Malgré les averses de pluies et les risques d’inondation annoncés dans plusieurs quartiers de la capitale économique, ils ont répondu à la convocation de la Fondation Jeunesse Numérique (SmartUp) pour défendre leurs projets.
Par Anselme AKEKO
Mardi 19 et mercredi 20 juin 2018. Sur la bande lagunaire de la commune de Treichville. Loin du glamour des réceptifs hôteliers d’Abidjan, une centaine de jeunes entrepreneurs ivoiriens sont prévus aux auditions de la Fondation Jeunesse Numérique qui se déroulent à l’Ecole supérieure africaine des TIC (ESATIC). Parmi eux, Nabounou Diabi et Tidou Sarah, les promotrices de l’application web et mobile eMousso dédiée à la gestion et l’assistance financière des commerçantes dans l’informel. Après leur audition dans l’après-midi du 20 juin, elles acceptent de se confier à CIO Mag.

━━━━━━

§ **Tâches à réaliser**:
a - D'après l'article sur les auditions de la Fondation Jeunesse Numérique, dans quel établissement ces auditions se déroulent-elles ?
b - Transcrivez fidèlement le passage de l'article qui commence par « Par Anselme AKEKO » et se termine par « confier à CIO Mag. ».
Les lignes ci-dessous proviennent d'une autre source que l'article.

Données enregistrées
━━━━━━

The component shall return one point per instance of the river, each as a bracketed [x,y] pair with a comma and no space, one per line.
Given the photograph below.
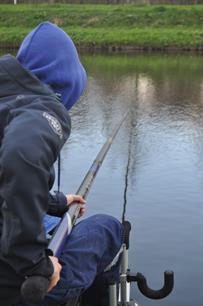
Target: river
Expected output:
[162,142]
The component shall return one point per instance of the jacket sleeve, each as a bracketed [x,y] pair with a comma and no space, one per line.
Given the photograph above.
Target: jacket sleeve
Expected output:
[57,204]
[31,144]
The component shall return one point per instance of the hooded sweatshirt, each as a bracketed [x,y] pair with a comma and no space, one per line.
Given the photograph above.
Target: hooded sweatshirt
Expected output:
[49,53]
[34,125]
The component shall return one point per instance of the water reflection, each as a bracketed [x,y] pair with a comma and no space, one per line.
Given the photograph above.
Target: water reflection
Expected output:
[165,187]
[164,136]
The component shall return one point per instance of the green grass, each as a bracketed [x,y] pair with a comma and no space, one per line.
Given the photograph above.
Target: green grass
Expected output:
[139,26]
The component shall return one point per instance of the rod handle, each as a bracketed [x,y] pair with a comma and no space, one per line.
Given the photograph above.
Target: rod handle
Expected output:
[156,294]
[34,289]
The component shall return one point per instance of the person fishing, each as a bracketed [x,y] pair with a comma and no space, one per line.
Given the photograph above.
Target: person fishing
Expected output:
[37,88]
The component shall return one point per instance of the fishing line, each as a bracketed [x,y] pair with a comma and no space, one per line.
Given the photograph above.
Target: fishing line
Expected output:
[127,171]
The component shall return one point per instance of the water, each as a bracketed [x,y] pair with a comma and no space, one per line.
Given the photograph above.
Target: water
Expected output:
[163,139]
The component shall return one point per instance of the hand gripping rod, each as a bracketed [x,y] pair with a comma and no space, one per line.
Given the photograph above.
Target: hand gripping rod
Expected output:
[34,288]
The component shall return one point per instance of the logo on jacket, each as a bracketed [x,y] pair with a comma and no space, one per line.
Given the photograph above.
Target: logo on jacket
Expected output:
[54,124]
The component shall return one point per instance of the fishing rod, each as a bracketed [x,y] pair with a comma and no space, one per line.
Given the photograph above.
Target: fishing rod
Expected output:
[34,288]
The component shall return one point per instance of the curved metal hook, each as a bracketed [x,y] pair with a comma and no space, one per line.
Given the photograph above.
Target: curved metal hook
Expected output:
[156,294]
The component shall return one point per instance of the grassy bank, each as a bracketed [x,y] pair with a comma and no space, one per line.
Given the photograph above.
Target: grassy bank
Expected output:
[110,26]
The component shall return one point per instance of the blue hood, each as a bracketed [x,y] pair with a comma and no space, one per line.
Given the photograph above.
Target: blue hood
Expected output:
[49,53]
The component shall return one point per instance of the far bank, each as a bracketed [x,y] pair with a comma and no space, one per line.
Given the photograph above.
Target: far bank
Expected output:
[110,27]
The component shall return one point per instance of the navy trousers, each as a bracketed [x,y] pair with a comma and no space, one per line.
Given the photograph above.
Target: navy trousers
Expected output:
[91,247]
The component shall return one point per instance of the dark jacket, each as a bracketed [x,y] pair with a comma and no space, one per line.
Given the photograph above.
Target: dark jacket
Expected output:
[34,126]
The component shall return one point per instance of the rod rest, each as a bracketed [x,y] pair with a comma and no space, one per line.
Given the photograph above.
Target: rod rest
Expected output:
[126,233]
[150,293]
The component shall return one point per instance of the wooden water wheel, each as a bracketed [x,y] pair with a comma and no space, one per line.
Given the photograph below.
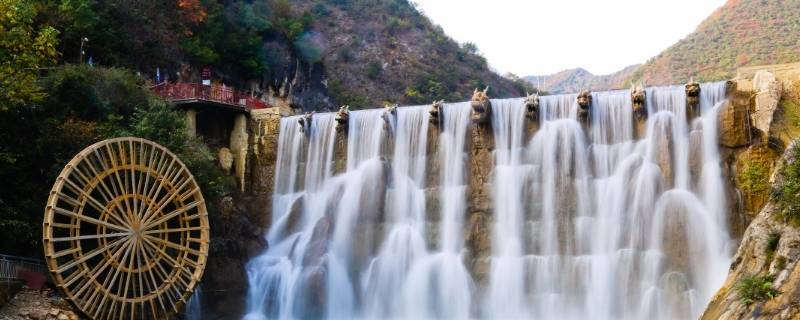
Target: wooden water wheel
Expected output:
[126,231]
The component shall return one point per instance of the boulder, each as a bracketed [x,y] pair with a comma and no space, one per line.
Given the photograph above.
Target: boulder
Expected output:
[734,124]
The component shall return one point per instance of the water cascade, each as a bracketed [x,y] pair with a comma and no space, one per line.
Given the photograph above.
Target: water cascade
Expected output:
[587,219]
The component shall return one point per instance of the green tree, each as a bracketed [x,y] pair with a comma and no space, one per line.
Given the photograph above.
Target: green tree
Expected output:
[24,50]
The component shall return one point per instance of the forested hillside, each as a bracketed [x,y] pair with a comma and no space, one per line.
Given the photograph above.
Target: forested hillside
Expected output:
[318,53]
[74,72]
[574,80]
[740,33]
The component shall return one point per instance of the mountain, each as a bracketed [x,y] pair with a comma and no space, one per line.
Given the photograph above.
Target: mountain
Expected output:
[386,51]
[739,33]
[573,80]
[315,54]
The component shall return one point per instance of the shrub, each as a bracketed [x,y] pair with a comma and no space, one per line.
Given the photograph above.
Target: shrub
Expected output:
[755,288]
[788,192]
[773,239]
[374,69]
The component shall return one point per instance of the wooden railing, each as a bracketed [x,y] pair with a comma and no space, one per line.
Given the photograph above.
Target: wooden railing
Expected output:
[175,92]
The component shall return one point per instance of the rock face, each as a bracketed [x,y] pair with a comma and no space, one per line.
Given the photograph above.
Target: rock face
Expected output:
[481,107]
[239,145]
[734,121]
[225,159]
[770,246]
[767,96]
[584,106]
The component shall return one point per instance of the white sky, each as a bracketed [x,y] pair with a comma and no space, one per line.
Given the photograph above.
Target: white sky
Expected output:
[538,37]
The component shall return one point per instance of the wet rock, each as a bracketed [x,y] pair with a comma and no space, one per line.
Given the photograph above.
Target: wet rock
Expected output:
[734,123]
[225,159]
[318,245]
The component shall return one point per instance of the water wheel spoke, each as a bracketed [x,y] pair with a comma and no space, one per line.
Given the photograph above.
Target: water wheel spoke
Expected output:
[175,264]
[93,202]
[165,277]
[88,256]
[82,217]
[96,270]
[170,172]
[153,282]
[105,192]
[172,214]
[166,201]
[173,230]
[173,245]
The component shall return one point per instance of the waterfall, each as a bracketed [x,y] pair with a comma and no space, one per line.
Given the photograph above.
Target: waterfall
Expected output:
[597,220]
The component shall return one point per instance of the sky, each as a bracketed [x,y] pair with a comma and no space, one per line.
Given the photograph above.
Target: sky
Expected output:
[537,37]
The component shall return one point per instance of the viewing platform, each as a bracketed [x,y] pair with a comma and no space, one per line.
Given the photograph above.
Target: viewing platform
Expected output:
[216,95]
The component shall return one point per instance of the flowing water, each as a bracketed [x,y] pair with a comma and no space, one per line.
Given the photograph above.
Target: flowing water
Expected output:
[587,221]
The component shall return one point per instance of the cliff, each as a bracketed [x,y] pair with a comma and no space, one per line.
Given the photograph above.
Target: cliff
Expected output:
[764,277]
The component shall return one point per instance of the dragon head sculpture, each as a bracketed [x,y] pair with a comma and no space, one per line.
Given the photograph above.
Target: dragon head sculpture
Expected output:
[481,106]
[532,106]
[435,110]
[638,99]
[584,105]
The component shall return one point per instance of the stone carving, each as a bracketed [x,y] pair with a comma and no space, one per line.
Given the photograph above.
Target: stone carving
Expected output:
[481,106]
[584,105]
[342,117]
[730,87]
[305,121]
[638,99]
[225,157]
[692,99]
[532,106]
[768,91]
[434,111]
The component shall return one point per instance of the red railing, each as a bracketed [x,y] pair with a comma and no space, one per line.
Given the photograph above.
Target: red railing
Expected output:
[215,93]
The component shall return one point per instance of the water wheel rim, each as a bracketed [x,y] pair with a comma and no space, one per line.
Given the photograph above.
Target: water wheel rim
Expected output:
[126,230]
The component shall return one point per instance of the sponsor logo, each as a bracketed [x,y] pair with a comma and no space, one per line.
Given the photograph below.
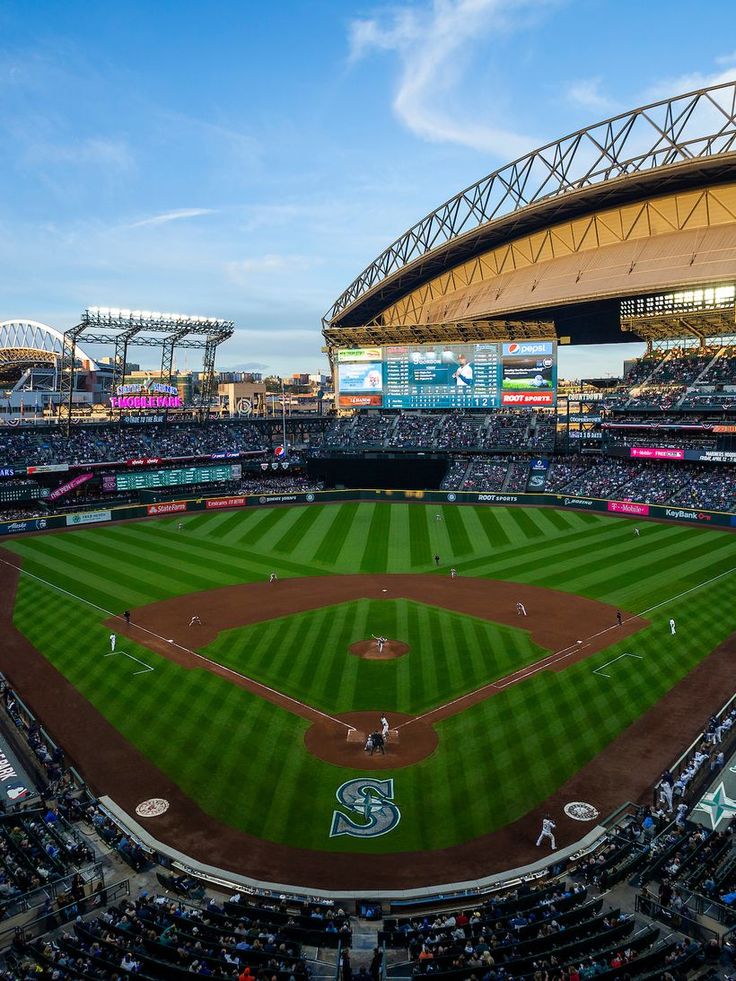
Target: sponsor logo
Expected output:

━━━━━━

§ **Réponses détaillées**:
a - À l'Ecole supérieure africaine des TIC (ESATIC).

b -
Par Anselme AKEKO
Mardi 19 et mercredi 20 juin 2018. Sur la bande lagunaire de la commune de Treichville. Loin du glamour des réceptifs hôteliers d’Abidjan, une centaine de jeunes entrepreneurs ivoiriens sont prévus aux auditions de la Fondation Jeunesse Numérique qui se déroulent à l’Ecole supérieure africaine des TIC (ESATIC). Parmi eux, Nabounou Diabi et Tidou Sarah, les promotrices de l’application web et mobile eMousso dédiée à la gestion et l’assistance financière des commerçantes dans l’informel. Après leur audition dans l’après-midi du 20 juin, elles acceptent de se confier à CIO Mag.